→ **THE DATA**
>> Begin
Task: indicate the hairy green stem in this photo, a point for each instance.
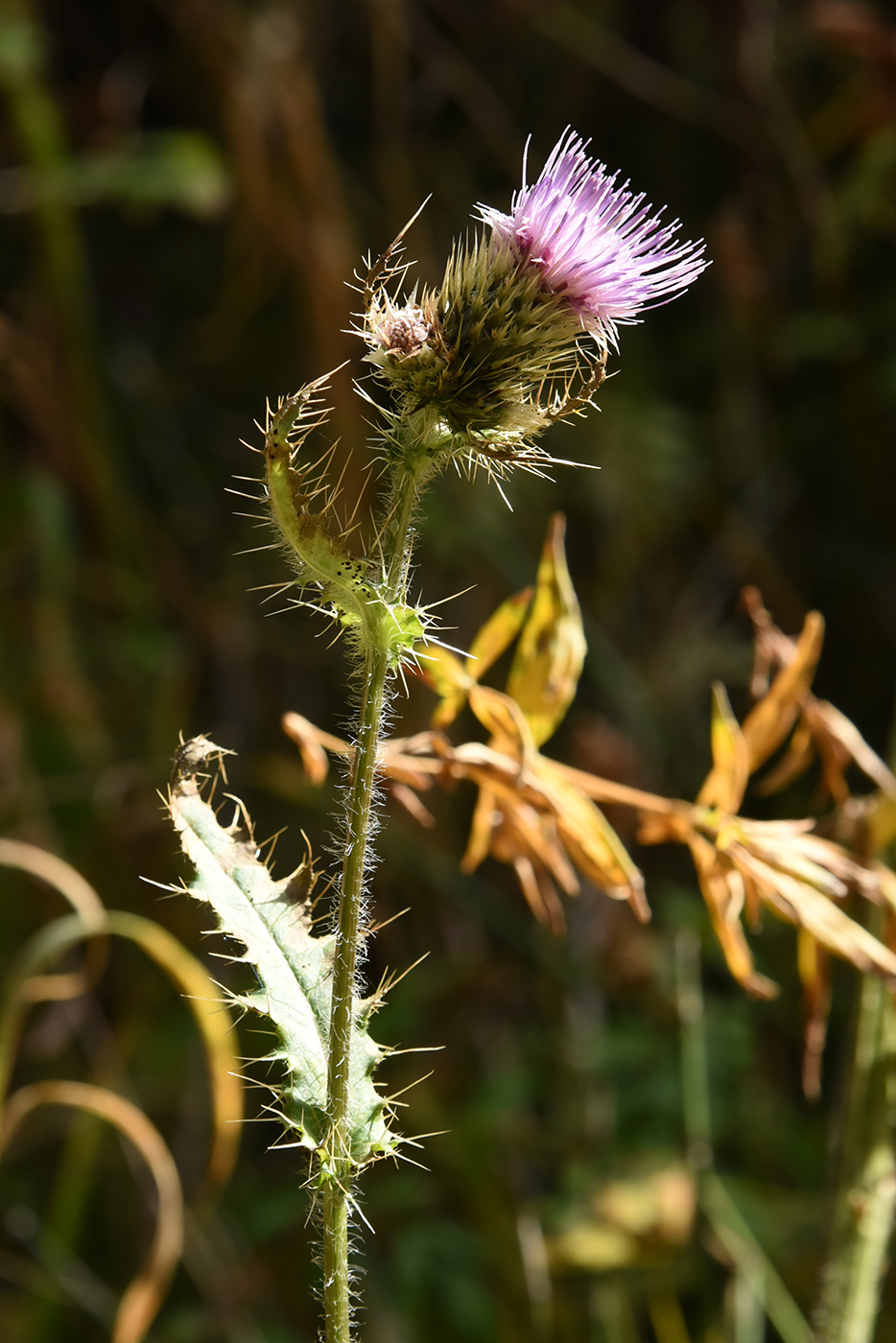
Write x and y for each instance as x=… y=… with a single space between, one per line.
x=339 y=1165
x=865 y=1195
>> End
>> Begin
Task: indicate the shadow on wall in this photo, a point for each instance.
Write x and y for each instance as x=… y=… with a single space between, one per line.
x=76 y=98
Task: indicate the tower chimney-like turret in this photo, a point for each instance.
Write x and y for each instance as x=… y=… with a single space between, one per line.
>> End
→ **INSTRUCTIONS TO FOLLOW**
Filter the material above down to the lines that contain the string "photo", and copy each of those lines unchanged.

→ **RESULT OF THE TASK**
Task: indicate the hairy green stem in this photo, a point for each instance.
Task: indicate the shadow on wall in this photo, a point for each instance.
Task: indicate the tower chimney-like turret in this photo, a point for each instance.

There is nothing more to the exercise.